_Task item_. What you return must be exactly the lines from the beginning of the material through the line containing "reflection in the photo above.", both included, and no pictures.
--- START ---
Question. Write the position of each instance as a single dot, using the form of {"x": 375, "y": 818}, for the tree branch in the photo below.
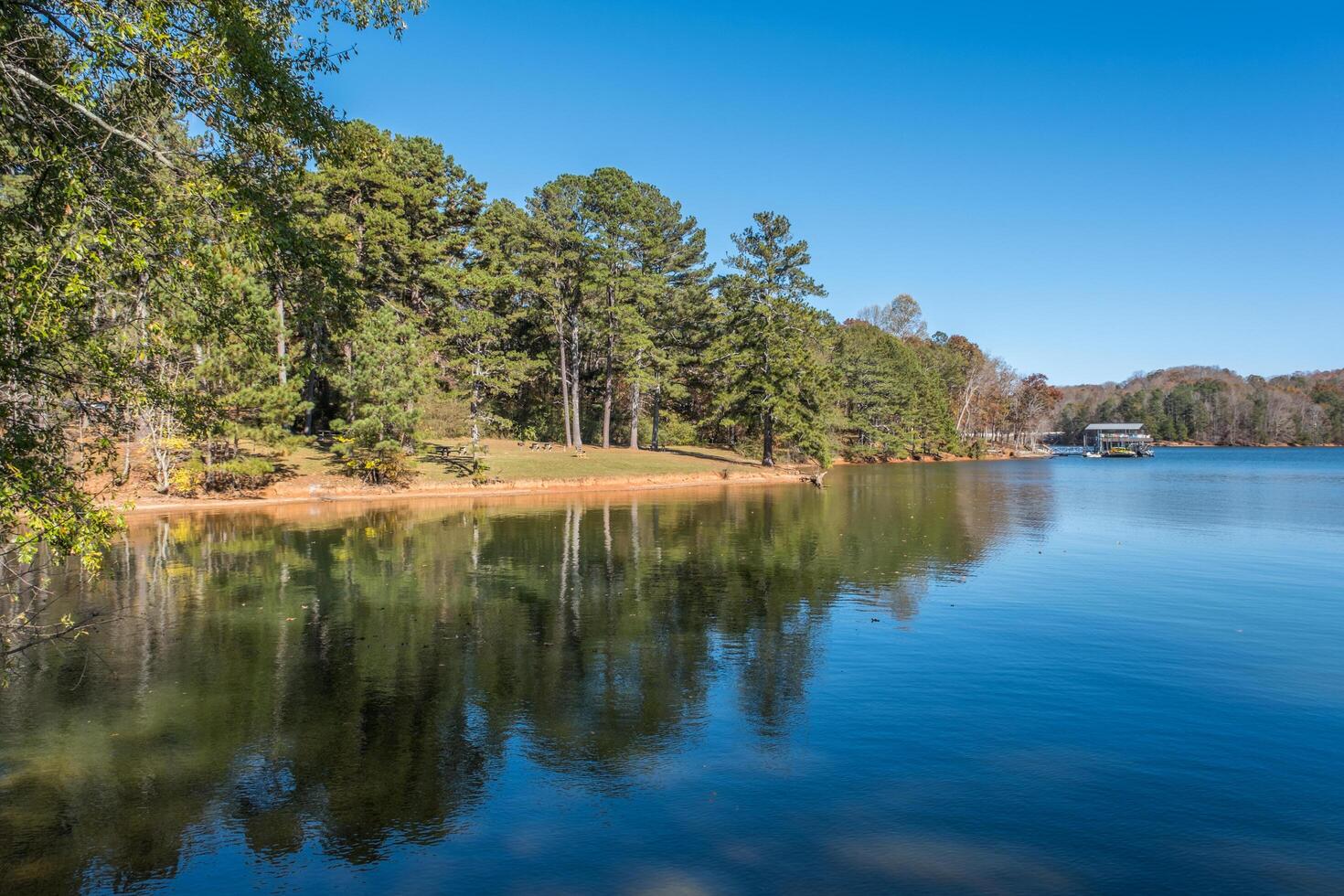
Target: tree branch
{"x": 88, "y": 113}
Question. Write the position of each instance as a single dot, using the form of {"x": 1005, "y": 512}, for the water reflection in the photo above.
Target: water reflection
{"x": 347, "y": 678}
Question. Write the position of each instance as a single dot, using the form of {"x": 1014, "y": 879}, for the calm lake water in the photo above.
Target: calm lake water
{"x": 1018, "y": 677}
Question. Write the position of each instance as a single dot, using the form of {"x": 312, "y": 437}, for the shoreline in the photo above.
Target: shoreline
{"x": 523, "y": 488}
{"x": 325, "y": 492}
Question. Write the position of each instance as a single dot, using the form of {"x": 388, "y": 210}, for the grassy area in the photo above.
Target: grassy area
{"x": 508, "y": 461}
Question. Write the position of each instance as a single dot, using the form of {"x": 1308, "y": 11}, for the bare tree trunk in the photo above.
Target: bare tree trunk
{"x": 635, "y": 415}
{"x": 476, "y": 407}
{"x": 768, "y": 440}
{"x": 565, "y": 384}
{"x": 281, "y": 347}
{"x": 657, "y": 406}
{"x": 611, "y": 382}
{"x": 574, "y": 382}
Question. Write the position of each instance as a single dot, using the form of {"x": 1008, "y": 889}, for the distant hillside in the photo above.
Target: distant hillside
{"x": 1215, "y": 406}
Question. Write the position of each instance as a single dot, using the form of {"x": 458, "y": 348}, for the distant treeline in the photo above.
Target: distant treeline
{"x": 1217, "y": 406}
{"x": 197, "y": 255}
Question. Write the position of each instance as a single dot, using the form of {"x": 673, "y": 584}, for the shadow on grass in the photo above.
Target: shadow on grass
{"x": 703, "y": 455}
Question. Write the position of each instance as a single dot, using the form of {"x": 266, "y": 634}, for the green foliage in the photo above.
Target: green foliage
{"x": 891, "y": 404}
{"x": 119, "y": 231}
{"x": 769, "y": 355}
{"x": 385, "y": 463}
{"x": 386, "y": 374}
{"x": 1209, "y": 404}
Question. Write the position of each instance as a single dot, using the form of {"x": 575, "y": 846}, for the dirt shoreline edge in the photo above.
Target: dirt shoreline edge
{"x": 319, "y": 493}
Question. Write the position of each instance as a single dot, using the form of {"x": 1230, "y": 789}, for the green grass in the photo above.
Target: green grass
{"x": 509, "y": 463}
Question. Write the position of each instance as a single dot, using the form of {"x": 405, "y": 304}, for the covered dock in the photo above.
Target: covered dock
{"x": 1117, "y": 440}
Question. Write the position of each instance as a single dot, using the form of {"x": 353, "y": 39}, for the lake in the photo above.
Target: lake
{"x": 1015, "y": 677}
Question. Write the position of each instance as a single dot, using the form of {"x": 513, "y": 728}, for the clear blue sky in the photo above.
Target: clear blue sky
{"x": 1083, "y": 188}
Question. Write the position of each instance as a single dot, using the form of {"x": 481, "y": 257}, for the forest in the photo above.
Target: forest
{"x": 1215, "y": 406}
{"x": 202, "y": 260}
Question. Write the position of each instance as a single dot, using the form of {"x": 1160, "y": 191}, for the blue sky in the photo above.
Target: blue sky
{"x": 1083, "y": 188}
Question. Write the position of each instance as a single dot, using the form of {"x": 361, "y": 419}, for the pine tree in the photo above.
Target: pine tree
{"x": 769, "y": 354}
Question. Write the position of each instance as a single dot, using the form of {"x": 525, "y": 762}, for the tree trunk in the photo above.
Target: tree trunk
{"x": 574, "y": 382}
{"x": 657, "y": 406}
{"x": 565, "y": 384}
{"x": 311, "y": 398}
{"x": 476, "y": 407}
{"x": 281, "y": 348}
{"x": 635, "y": 415}
{"x": 609, "y": 384}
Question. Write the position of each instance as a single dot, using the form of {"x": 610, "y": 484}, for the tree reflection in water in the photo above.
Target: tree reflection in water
{"x": 345, "y": 677}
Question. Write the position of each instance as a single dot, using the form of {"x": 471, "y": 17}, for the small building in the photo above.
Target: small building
{"x": 1118, "y": 440}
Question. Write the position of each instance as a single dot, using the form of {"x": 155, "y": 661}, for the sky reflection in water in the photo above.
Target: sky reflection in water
{"x": 986, "y": 677}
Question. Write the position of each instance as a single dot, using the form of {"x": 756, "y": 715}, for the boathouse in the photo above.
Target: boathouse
{"x": 1125, "y": 437}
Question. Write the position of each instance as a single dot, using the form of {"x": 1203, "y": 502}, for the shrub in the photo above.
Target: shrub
{"x": 383, "y": 464}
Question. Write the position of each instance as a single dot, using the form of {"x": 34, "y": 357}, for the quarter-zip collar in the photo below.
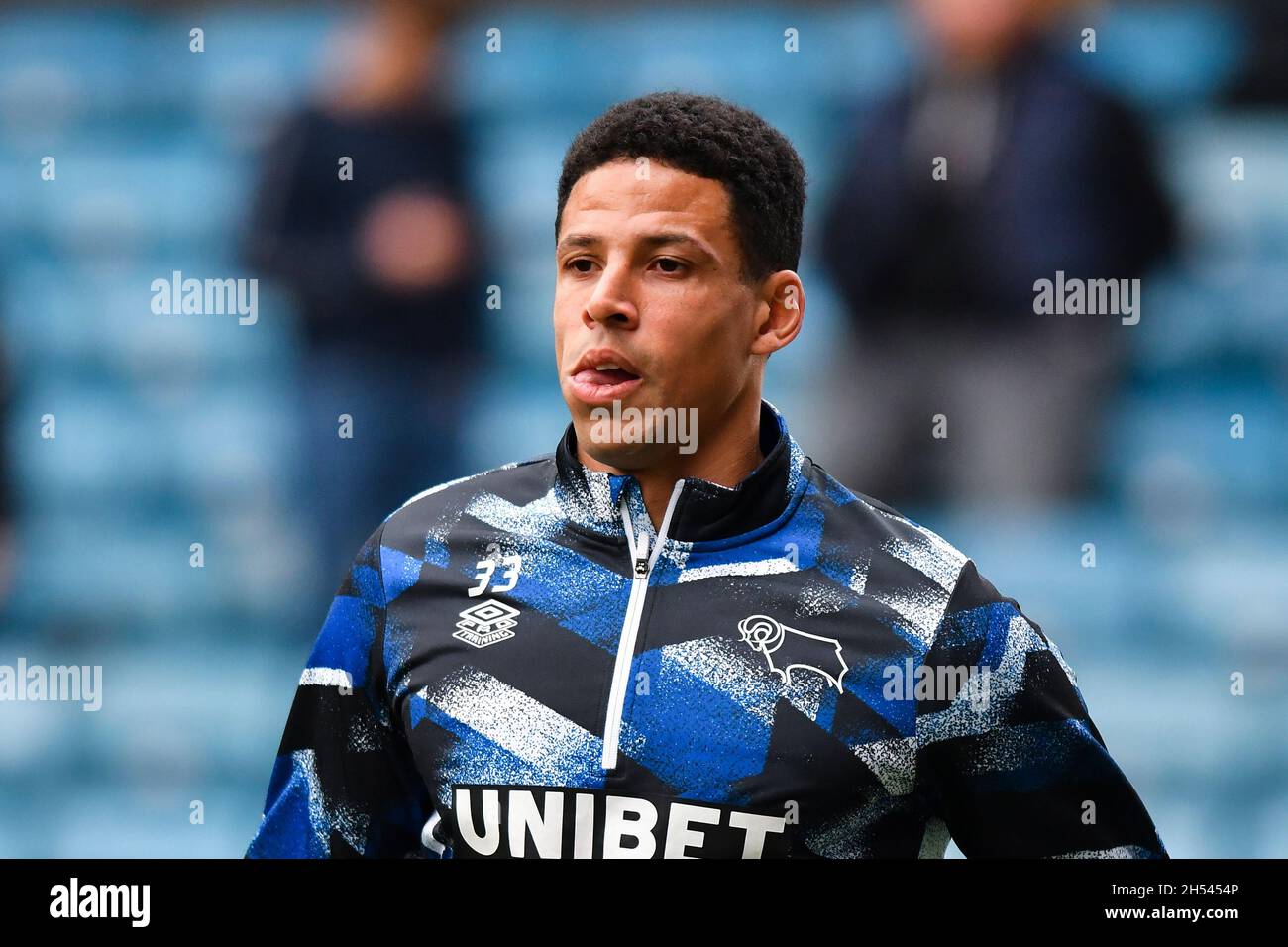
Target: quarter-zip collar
{"x": 703, "y": 510}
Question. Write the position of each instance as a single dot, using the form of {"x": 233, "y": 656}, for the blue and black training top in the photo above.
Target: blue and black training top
{"x": 518, "y": 665}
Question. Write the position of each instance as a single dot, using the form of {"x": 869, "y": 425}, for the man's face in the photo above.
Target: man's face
{"x": 648, "y": 279}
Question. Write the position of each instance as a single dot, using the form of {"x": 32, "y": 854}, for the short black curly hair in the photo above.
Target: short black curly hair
{"x": 716, "y": 140}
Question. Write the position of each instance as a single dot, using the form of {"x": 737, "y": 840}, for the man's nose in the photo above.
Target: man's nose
{"x": 612, "y": 302}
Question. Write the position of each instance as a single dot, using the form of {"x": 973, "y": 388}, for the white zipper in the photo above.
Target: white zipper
{"x": 642, "y": 567}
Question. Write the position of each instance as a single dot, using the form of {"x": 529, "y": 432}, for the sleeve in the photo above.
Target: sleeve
{"x": 1014, "y": 764}
{"x": 344, "y": 784}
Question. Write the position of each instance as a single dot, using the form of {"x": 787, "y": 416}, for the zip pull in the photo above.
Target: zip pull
{"x": 642, "y": 557}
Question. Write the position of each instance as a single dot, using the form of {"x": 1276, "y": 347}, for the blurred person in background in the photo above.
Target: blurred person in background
{"x": 1044, "y": 172}
{"x": 382, "y": 265}
{"x": 8, "y": 509}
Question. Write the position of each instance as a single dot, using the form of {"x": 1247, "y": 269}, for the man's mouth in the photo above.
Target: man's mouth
{"x": 603, "y": 376}
{"x": 604, "y": 373}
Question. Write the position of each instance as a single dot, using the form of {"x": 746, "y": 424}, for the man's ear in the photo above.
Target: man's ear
{"x": 780, "y": 313}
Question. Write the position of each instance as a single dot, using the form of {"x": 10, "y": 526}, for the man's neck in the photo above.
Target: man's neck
{"x": 725, "y": 458}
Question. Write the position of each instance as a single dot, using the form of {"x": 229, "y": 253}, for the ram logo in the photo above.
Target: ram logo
{"x": 786, "y": 648}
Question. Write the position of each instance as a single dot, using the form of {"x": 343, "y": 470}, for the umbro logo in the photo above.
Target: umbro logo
{"x": 485, "y": 622}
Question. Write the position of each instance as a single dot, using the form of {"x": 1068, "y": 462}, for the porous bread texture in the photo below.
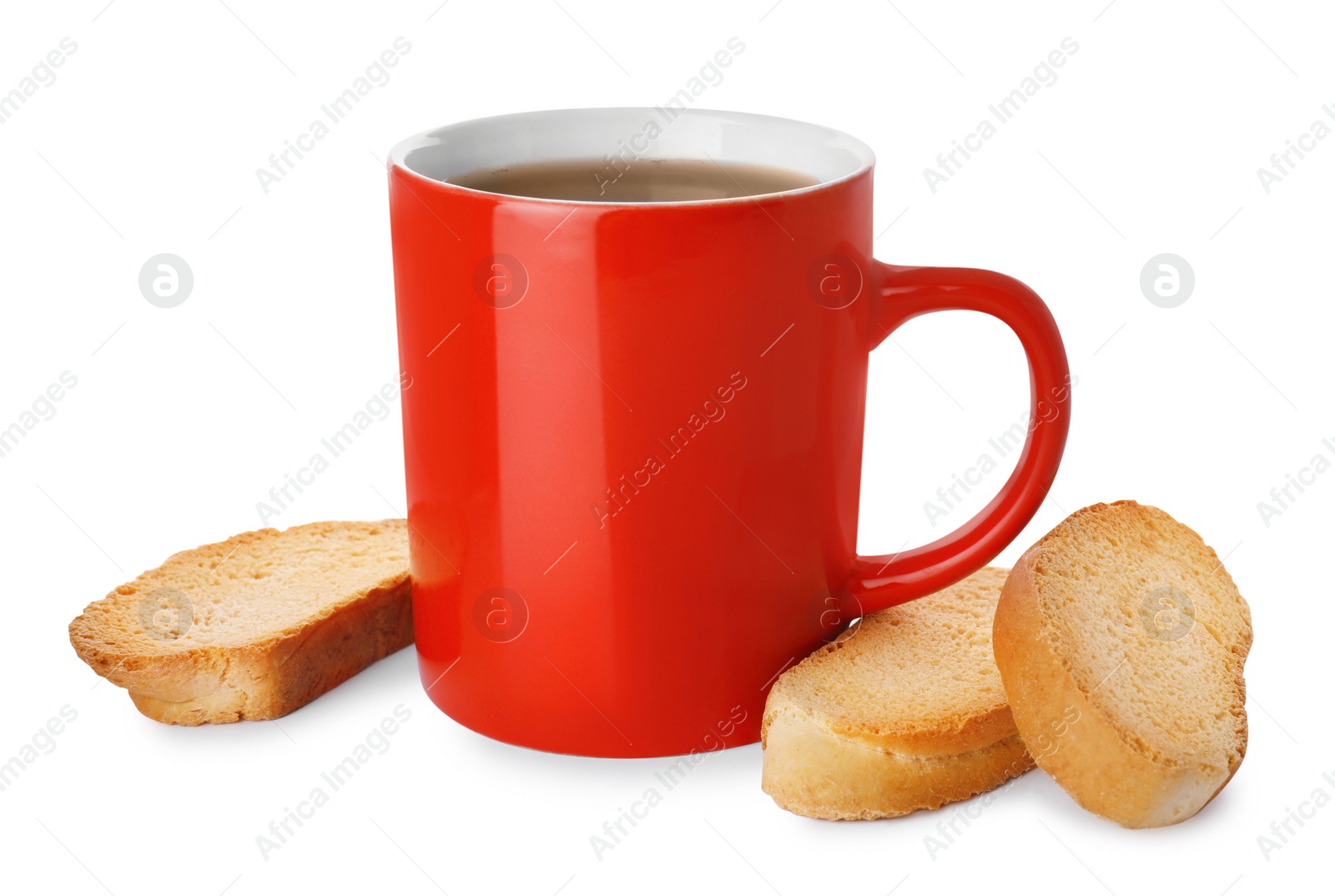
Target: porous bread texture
{"x": 257, "y": 625}
{"x": 903, "y": 712}
{"x": 1126, "y": 625}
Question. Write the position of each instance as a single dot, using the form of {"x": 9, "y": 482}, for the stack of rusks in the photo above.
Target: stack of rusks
{"x": 1111, "y": 656}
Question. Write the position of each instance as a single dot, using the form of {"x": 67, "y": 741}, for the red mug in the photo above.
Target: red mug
{"x": 633, "y": 437}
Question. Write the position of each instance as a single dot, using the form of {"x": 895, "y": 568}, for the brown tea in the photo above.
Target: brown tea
{"x": 638, "y": 180}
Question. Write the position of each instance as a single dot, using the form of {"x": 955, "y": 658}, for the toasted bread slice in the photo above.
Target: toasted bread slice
{"x": 1121, "y": 640}
{"x": 903, "y": 712}
{"x": 257, "y": 625}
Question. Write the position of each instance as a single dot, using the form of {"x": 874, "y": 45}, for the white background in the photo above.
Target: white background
{"x": 182, "y": 420}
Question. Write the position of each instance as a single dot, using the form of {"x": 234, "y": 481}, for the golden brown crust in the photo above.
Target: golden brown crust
{"x": 1075, "y": 725}
{"x": 262, "y": 658}
{"x": 814, "y": 772}
{"x": 884, "y": 682}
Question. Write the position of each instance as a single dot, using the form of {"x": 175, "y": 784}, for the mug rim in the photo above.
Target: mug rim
{"x": 824, "y": 154}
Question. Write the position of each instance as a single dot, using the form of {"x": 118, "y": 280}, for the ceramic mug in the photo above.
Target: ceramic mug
{"x": 633, "y": 434}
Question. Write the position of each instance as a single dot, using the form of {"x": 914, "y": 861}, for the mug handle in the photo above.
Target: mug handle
{"x": 901, "y": 294}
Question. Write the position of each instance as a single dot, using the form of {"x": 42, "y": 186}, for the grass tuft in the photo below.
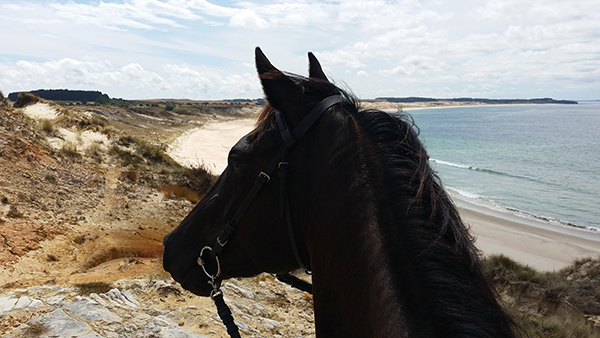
--- END ---
_Output of the task_.
Question. Write the position of each instance as a single dot, using the form of {"x": 375, "y": 818}, for the tree branch in the photo below.
Target: tree branch
{"x": 88, "y": 113}
Question. Write the position of each instance as a single dot, using the form of {"x": 1005, "y": 512}, for the water reflection in the photo above.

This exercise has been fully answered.